### [WHAT IS ASKED]
Express the lines of the records below as a JSON list of strings, one string per line and blank lines omitted, starting at the line containing "Please draw the outline of every instance of the blue" and ending with the line containing "[[[60,40],[59,24],[5,21],[19,40]]]", both included.

### [MATERIAL]
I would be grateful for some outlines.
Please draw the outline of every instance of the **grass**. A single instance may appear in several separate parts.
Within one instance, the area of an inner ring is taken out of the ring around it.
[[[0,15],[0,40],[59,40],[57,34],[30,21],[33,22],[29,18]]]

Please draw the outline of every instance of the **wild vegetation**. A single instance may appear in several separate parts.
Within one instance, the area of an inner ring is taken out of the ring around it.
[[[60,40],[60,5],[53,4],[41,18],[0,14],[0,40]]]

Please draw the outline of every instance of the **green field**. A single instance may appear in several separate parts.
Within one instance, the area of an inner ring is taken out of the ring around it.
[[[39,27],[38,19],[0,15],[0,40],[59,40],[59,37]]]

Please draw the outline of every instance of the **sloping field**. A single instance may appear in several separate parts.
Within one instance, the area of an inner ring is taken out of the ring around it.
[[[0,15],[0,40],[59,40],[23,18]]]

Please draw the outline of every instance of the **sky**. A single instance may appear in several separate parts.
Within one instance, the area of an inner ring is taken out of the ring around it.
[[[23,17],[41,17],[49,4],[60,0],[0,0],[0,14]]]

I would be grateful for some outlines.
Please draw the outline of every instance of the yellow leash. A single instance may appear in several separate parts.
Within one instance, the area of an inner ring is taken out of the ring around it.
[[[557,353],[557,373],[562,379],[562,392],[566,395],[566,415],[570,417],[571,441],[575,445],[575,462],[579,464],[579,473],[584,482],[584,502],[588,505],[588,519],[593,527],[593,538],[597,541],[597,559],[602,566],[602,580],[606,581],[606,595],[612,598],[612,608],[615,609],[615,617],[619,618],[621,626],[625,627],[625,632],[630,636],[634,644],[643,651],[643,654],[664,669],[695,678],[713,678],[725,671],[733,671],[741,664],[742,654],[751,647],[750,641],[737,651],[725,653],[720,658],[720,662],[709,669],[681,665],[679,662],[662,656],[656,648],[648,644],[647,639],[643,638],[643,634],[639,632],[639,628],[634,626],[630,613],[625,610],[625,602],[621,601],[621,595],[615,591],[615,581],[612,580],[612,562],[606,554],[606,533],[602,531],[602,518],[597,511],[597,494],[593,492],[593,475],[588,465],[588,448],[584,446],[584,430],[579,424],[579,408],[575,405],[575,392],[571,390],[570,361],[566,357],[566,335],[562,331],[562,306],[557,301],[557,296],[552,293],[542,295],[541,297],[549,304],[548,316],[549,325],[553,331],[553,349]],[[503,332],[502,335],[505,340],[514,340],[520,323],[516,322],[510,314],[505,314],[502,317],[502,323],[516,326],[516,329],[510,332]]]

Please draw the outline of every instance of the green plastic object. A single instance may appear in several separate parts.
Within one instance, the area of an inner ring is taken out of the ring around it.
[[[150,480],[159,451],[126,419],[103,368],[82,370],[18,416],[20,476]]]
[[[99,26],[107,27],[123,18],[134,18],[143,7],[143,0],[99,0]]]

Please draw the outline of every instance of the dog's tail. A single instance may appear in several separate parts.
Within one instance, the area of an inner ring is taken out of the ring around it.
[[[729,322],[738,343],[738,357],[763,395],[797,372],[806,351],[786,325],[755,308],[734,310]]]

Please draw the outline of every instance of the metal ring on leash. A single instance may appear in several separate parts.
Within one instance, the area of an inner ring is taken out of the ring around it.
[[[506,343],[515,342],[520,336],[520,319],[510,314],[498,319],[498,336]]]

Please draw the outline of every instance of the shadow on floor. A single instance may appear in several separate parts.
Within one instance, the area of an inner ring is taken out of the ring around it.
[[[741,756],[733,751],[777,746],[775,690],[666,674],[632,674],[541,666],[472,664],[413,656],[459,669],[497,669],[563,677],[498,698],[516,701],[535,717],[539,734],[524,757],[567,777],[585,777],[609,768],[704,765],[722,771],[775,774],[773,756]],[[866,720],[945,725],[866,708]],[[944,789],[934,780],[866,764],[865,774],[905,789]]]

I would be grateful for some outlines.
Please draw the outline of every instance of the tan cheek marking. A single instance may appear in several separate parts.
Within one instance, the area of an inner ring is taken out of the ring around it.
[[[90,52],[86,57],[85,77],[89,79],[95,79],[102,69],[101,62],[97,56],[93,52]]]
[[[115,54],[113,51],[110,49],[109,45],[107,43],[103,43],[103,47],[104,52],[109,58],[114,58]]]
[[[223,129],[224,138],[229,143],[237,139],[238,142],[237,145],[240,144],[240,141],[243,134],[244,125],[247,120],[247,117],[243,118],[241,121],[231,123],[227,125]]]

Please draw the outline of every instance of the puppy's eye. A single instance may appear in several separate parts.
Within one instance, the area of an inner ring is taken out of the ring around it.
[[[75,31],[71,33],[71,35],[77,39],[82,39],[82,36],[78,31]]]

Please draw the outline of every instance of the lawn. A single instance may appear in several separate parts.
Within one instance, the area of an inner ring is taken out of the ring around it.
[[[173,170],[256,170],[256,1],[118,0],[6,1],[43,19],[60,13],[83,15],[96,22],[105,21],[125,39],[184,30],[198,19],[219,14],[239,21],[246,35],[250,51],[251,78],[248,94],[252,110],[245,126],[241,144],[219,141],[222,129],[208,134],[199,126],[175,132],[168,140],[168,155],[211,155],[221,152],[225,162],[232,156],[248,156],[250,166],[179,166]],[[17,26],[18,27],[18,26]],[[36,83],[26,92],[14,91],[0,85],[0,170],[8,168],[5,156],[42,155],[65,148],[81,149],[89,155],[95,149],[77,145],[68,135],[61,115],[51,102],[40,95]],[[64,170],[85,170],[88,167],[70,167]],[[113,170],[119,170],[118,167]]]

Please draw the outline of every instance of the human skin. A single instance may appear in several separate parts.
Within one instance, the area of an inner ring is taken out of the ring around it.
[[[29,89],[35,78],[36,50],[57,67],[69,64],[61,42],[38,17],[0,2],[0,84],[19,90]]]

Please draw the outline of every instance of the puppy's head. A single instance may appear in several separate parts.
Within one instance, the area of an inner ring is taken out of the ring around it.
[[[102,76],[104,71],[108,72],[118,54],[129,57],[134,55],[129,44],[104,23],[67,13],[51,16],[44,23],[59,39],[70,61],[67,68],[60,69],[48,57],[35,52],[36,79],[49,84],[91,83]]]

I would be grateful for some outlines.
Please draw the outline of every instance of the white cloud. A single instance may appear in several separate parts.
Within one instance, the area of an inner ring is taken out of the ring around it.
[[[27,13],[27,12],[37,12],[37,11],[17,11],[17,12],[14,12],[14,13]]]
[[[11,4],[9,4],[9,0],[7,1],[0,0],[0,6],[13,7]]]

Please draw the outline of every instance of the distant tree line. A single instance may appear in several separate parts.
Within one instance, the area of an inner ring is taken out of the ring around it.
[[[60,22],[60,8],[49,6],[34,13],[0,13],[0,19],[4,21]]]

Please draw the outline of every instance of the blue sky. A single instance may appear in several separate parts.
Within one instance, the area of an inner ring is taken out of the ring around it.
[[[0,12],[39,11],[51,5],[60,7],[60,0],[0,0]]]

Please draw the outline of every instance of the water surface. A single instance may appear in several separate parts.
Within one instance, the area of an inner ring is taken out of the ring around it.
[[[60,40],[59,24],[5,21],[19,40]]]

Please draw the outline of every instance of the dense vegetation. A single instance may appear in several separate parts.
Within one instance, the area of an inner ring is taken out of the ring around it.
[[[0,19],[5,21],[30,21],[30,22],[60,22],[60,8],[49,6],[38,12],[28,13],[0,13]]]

### [RESPONSE TO THE TASK]
[
  "Please draw the outline of every instance of the blue sky. A single instance may appear in several separate parts.",
  "Within one instance, the area of an inner ring is taken out of the ring around it.",
  "[[[0,12],[39,11],[51,5],[60,7],[60,0],[0,0]]]",
  "Please draw the outline of every instance of the water surface. A single instance may appear in several separate parts.",
  "Within one instance, the area of an inner ring is taken out of the ring around it.",
  "[[[60,40],[59,24],[5,21],[19,40]]]"
]